**Study material:**
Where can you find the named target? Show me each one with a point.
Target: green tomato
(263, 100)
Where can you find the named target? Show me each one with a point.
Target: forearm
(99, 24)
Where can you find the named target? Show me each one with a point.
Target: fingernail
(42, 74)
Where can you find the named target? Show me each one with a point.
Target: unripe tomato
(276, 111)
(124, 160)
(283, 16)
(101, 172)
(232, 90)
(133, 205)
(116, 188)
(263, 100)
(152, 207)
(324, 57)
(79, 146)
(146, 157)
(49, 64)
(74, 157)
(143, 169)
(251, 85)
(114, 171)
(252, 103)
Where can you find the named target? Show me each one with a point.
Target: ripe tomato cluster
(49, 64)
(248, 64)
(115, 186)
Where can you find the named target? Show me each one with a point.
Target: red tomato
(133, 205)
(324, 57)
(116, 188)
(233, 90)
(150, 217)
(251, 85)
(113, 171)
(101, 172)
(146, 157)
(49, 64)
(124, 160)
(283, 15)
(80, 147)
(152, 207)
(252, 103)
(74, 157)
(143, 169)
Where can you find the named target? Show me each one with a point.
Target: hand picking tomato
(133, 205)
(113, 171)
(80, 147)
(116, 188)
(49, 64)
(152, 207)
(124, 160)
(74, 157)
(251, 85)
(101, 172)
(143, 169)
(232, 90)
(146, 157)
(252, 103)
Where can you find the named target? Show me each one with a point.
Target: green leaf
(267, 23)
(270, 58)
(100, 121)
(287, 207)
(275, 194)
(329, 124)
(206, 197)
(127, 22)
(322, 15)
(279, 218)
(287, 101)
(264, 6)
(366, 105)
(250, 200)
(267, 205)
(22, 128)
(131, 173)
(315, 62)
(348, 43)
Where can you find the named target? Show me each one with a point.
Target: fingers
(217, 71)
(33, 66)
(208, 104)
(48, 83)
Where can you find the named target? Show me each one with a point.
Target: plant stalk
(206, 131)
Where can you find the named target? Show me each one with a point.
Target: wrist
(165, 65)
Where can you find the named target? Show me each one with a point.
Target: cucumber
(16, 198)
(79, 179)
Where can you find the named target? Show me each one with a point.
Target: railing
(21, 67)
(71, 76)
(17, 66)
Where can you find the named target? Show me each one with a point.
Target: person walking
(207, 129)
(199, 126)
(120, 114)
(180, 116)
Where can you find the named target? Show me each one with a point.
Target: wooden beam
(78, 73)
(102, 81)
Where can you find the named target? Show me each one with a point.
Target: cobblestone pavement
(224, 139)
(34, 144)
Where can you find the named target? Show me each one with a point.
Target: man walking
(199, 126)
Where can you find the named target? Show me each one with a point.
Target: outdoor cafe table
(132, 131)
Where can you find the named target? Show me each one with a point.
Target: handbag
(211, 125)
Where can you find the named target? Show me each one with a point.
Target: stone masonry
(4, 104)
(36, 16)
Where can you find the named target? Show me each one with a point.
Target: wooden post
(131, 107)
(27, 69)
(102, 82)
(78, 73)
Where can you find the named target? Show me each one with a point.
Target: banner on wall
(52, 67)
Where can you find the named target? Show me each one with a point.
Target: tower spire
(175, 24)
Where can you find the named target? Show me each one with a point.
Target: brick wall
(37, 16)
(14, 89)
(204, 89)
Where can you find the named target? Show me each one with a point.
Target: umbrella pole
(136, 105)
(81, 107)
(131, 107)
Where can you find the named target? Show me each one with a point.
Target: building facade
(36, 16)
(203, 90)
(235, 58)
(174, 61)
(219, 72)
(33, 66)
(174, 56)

**Task requirements:**
Reproduce all of the records, keeping every character unchanged.

**The completed task:**
Where can you find the named target? Show me each one with a point.
Target: green tomato
(263, 100)
Where can you find the named target? Show me each one with a point.
Target: forearm
(99, 24)
Where can you find the named target? Show me each one with a point.
Target: fingernail
(42, 74)
Where can you find the named target? Show me each one with a point.
Target: unripe tomato
(276, 111)
(124, 160)
(283, 16)
(101, 172)
(232, 90)
(133, 205)
(116, 188)
(263, 100)
(152, 207)
(324, 57)
(79, 146)
(146, 157)
(49, 64)
(74, 157)
(143, 169)
(251, 85)
(114, 171)
(252, 103)
Where can you find the named target? Show me each one with a point.
Target: ripe tomato cluster
(49, 64)
(248, 64)
(115, 186)
Where can you find the named target? Show me each one with a point.
Target: red tomato
(133, 205)
(324, 57)
(116, 188)
(233, 90)
(150, 217)
(251, 85)
(113, 171)
(101, 172)
(146, 157)
(49, 64)
(124, 160)
(283, 15)
(80, 147)
(152, 207)
(252, 103)
(74, 157)
(143, 169)
Where can you find the named target? Show me each one with a point.
Target: hand picking tomato
(133, 205)
(113, 171)
(80, 147)
(116, 188)
(49, 64)
(152, 207)
(124, 160)
(74, 157)
(251, 85)
(101, 172)
(143, 169)
(232, 90)
(146, 157)
(252, 103)
Where can you find the named target? Show me each one with a point.
Target: green leaf
(267, 23)
(270, 58)
(100, 121)
(287, 207)
(275, 194)
(329, 124)
(206, 197)
(127, 22)
(322, 15)
(279, 218)
(287, 101)
(264, 6)
(366, 105)
(250, 200)
(267, 205)
(22, 128)
(131, 173)
(315, 62)
(348, 43)
Where can you find the named target? Show me each one with a point.
Target: fingers
(217, 71)
(33, 66)
(208, 104)
(48, 83)
Where can you find the named target? Show me each one with a point.
Target: plant stalk
(206, 131)
Where can you find the named target? Show me each one with a point.
Target: wrist
(165, 65)
Where can you find the named target? Show me each one with a point.
Target: cucumber
(16, 198)
(79, 179)
Where can you find the named target? Show me each one with a point.
Target: railing
(21, 67)
(71, 76)
(17, 66)
Where can you find the named target? Show me each one with a point.
Target: person walking
(207, 129)
(199, 126)
(120, 114)
(180, 116)
Where can you find the named target? Show me each one with a point.
Target: wooden beam
(78, 73)
(102, 81)
Where can you find the named target? Show me each one with a point.
Target: cobblestone pavement
(224, 139)
(34, 144)
Where can you find the named target? Show me each one with a point.
Target: man walking
(199, 126)
Where can you find the named target? Show me each one with a point.
Target: outdoor cafe table
(132, 131)
Where can you find the named target? Show me each one with a point.
Target: handbag
(211, 125)
Where can you find the named target? Show me each one with a point.
Target: stone masonry
(4, 104)
(36, 16)
Where can you find the named target? Show me each one with a point.
Target: wooden post
(131, 107)
(27, 69)
(102, 82)
(78, 73)
Where can you find the named target? Show me each one with a point.
Target: banner on wall
(52, 67)
Where can you find the named target? Show me each one with a point.
Target: tower spire
(175, 24)
Where can you find the named target? Show me each one with a point.
Target: brick wall
(37, 16)
(14, 89)
(204, 89)
Where can you find the named target? Show me each one with a point.
Target: umbrella pole
(136, 105)
(81, 107)
(131, 107)
Where can you find the named target? Show me each one with a point.
Target: building facade
(36, 16)
(203, 90)
(235, 58)
(174, 61)
(219, 72)
(33, 66)
(174, 56)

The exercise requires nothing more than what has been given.